* Instructions to follow *
Each line of the records below that contains "wooden" needs to be copied.

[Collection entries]
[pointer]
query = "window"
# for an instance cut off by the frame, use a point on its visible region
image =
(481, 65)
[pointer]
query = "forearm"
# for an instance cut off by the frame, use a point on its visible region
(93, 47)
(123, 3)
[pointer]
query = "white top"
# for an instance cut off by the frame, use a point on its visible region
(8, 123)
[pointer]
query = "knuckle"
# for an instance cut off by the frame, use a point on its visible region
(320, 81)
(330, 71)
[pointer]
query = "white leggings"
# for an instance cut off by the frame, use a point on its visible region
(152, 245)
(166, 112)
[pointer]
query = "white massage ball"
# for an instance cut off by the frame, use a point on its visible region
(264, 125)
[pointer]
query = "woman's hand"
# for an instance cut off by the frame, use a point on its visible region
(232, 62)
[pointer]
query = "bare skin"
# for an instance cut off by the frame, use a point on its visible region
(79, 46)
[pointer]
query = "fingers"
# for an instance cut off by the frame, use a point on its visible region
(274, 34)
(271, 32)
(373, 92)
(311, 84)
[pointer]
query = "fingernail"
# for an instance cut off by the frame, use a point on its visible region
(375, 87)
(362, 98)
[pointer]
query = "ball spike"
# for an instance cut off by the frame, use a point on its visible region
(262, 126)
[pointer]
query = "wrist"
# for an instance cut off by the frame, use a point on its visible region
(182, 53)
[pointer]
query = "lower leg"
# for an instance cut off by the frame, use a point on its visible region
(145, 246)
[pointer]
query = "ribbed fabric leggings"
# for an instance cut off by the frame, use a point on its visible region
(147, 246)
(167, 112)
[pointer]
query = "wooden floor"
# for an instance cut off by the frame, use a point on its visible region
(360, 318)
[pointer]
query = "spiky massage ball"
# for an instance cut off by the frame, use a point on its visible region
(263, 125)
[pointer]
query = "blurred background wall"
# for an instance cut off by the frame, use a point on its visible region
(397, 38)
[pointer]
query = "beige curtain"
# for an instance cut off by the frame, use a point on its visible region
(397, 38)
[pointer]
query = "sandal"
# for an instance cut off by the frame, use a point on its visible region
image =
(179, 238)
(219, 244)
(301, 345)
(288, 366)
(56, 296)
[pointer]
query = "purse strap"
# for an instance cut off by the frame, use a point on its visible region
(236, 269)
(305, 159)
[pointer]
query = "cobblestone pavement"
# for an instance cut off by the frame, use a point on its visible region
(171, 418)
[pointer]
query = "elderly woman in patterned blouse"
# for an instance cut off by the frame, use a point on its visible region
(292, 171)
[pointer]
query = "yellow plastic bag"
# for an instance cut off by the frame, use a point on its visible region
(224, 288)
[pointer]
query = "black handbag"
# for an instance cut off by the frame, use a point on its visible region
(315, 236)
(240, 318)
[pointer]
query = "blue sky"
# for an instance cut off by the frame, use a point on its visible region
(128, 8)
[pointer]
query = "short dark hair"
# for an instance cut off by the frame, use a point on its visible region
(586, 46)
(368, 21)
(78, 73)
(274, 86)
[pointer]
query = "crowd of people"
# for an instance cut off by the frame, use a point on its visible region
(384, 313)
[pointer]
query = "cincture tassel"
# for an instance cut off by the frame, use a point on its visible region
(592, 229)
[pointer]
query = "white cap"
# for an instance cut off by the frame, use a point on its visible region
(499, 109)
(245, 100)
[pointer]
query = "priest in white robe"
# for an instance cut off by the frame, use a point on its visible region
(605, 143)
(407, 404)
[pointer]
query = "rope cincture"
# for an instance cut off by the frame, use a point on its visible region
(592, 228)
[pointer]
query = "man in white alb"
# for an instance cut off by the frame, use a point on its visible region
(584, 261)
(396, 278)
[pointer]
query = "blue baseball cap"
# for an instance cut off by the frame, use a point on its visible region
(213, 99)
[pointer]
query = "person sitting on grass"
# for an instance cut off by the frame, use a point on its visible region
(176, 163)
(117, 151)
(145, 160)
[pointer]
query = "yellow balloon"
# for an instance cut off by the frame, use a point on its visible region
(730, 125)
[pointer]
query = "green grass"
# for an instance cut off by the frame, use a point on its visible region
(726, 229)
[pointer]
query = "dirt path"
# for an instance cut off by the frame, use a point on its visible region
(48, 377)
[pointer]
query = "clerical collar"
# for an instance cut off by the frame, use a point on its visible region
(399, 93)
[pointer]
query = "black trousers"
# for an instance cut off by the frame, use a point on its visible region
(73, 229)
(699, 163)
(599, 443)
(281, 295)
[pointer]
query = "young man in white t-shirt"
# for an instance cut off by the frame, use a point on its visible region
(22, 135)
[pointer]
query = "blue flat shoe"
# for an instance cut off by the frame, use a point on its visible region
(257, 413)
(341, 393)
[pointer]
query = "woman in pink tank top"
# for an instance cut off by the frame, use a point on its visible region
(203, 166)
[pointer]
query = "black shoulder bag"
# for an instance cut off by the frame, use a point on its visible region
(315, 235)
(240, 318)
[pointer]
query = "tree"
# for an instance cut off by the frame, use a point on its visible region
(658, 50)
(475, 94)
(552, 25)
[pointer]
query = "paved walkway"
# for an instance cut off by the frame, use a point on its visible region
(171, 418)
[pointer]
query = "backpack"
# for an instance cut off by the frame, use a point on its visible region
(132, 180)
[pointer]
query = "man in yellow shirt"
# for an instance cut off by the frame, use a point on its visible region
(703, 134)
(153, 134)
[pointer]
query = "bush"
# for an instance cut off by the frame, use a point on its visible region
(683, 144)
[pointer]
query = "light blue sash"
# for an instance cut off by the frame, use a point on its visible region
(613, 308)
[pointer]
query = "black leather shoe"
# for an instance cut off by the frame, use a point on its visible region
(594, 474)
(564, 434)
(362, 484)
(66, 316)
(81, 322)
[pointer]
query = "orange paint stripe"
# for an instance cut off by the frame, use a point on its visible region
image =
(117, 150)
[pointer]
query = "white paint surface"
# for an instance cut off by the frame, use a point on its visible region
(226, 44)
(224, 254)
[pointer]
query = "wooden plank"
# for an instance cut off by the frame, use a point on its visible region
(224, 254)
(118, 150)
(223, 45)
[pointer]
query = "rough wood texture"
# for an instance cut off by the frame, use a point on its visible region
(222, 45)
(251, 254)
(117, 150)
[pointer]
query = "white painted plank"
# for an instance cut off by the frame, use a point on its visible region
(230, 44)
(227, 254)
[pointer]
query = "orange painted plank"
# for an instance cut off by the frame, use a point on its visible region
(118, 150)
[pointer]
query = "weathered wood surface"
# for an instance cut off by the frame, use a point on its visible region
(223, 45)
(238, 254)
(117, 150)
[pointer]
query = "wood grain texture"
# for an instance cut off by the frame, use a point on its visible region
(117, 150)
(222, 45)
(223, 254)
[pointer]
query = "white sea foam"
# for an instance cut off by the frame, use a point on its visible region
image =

* Response to the task *
query = "wooden floor"
query = "wooden plank"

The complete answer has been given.